------ TEXTAUSSCHNITT ------
Hätte er noch bremsen können? Oder wenigstens ein Warnsignal abgeben? Ein Tiroler Lokführer (60) stand nach einer Tragödie auf den Geleisen der Zillertalbahn wegen fahrlässiger Tötung vor Gericht. Ein Ehepaar (60 und 59 Jahre) war auf den Gleisen ums Leben gekommen.
Es dämmerte schon an diesem verhängnisvollen Abend des 11. Februar, als es gegen 17.50 Uhr zum Drama kam. Ein im Zillertal lebendes serbisches Paar wollte eine Eistruhe auf einem Bauhof entsorgen und schleppte sie deshalb über einen unbeschrankten Bahnübergang.
Sie haben erst neun Meter nach der Kollision gebremst. Dabei hätten sie die beiden schon aus 150 Metern Entfernung sehen müssen.
------
AUFGABENSTELLUNG >> Zu welcher Uhrzeit ereignete sich laut Textausschnitt das Unglück auf den Gleisen der Zillertalbahn? Stützen Sie sich ausschließlich auf den Textausschnitt.
------ DATENSATZEINTRÄGE ------
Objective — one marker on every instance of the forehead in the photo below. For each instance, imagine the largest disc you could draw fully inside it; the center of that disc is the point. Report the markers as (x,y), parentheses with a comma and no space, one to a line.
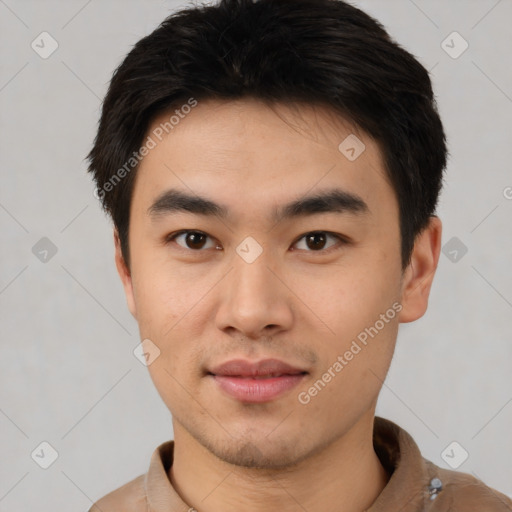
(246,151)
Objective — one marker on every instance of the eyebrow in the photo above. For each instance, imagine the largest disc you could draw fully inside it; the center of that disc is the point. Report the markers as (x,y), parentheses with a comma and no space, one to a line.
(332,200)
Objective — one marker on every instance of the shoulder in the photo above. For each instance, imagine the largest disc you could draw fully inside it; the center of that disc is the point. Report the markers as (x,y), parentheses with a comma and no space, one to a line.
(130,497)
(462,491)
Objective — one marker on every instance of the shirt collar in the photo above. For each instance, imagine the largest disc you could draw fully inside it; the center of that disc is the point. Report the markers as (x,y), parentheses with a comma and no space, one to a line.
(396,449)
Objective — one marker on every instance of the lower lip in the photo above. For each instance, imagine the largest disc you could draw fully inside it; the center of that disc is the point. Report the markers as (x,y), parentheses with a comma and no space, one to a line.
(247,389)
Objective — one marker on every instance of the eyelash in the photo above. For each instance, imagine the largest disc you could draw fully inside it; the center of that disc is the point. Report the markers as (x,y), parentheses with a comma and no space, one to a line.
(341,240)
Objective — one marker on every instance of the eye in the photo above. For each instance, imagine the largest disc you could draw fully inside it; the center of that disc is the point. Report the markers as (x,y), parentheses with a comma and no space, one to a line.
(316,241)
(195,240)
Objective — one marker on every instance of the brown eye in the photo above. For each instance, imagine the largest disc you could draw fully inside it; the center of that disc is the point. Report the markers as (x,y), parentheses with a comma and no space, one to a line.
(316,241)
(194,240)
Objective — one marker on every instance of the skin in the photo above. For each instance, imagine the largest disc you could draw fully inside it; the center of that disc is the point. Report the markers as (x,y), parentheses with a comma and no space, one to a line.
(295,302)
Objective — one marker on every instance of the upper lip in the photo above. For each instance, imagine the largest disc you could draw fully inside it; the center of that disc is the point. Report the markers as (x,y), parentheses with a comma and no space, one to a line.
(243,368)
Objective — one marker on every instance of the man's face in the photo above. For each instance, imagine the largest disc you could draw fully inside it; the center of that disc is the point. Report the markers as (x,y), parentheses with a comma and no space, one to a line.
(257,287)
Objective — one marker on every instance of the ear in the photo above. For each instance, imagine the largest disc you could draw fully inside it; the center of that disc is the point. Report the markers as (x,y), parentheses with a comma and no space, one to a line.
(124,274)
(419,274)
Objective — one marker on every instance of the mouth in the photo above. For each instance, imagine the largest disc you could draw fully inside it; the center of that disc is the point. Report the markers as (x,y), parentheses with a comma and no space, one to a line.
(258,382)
------
------ DATENSATZEINTRÄGE ------
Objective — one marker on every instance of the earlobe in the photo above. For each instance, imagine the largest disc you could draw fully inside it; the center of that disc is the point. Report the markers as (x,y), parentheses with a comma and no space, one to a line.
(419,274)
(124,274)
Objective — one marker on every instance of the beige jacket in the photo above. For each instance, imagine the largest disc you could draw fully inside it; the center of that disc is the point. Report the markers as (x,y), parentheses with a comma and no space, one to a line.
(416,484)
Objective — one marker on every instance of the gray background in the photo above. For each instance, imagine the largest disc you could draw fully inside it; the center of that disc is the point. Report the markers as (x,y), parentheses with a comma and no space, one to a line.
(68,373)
------
SCHRIFTLICHE ANTWORT >> Gegen 17.50 Uhr.